▸ **Stated exercise 1**:
In the blog post below, what section did Waterstones in Newbury move its copy of Becoming Drusilla back to?

▸ **Page text**:
Monday 19 January 2009

out at sea

Stormy old weather. I sat in the Downs cafe watching redwings pretending they didn't mind the hail that was hammering down and carpeting the grass around them.

I'm working through a bout of self-loathing. I handled the photo shop business badly, and should have just walked away. There are more important things in life to worry about. I can't trust my judgement as to whether the assistant was being snarky or just responding subconsciously; what my friend Suzanne describes as 'information'. The information in question being the way that I am perceived.

Walk on. Learn.

My New Year's reso (I don't do reso's, of course, but this year I am....) is to work assiduously on my voice until I am finally happy with it. Which means no longer being afraid to speak in case it 'outs' me, and not being 'sirred' on the phone.

Meantime, our Home Counties correspondent and mystery shopper (Hi, J!) tells me that Waterstones in Newbury have moved their copy of Becoming Drusilla back from Biography (whither she had relocated it) to the LGBT section. It is now sitting on a shelf next to an anthology of "BDSM Military Fantasies"...

Hmmm. Now wash your hands...

I was talking about Saturday night's storm with Geraldine. She recalled a Ted Hughes poem, which captures the feeling perfectly:

This house has been far out at sea all night,
The woods crashing through darkness, the booming hills,
Winds stampeding the fields under the window
Floundering black astride and blinding wet...






6 comments:

  1. Dru...my twopenn'orth...you might choose to work on your voice, but do it for you, not 'them'. You are indisputably female, the error is 'theirs' not yours and the responsibility is 'theirs' to accept the reality of you. You do not need to take on their ignorance or prejudice or stupidity. Have belief, honey.

▸ **Input rows**:
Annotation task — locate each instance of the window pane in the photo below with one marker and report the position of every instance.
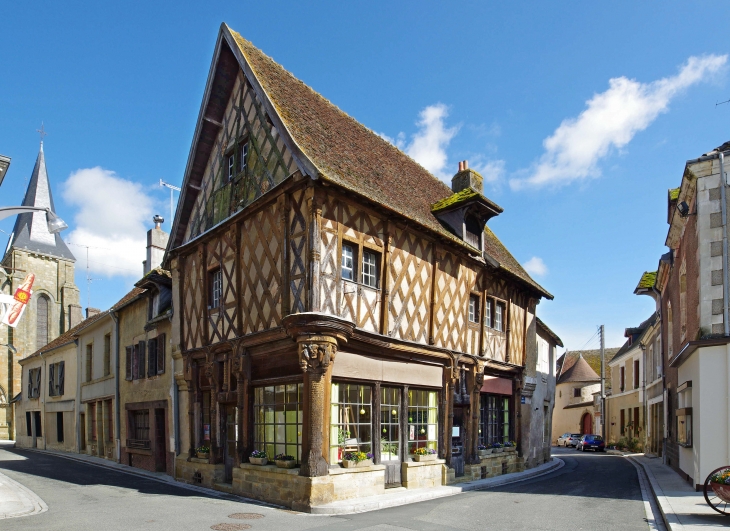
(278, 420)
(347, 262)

--

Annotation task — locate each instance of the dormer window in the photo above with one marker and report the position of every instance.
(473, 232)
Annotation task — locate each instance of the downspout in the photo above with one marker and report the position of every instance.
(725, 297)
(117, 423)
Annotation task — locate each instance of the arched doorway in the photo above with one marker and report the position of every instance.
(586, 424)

▸ **Stated exercise 2**:
Go through the listing above and copy out each line that contains the word "window".

▸ **Complete answer 1**:
The LGBT section.

▸ **Complete answer 2**:
Annotation task — locate each instance of the window pane in the photo below with one marker and report the position of every instance.
Annotation task — locate each instance of the dormer window in the photo above with one marker and report the position of every instance.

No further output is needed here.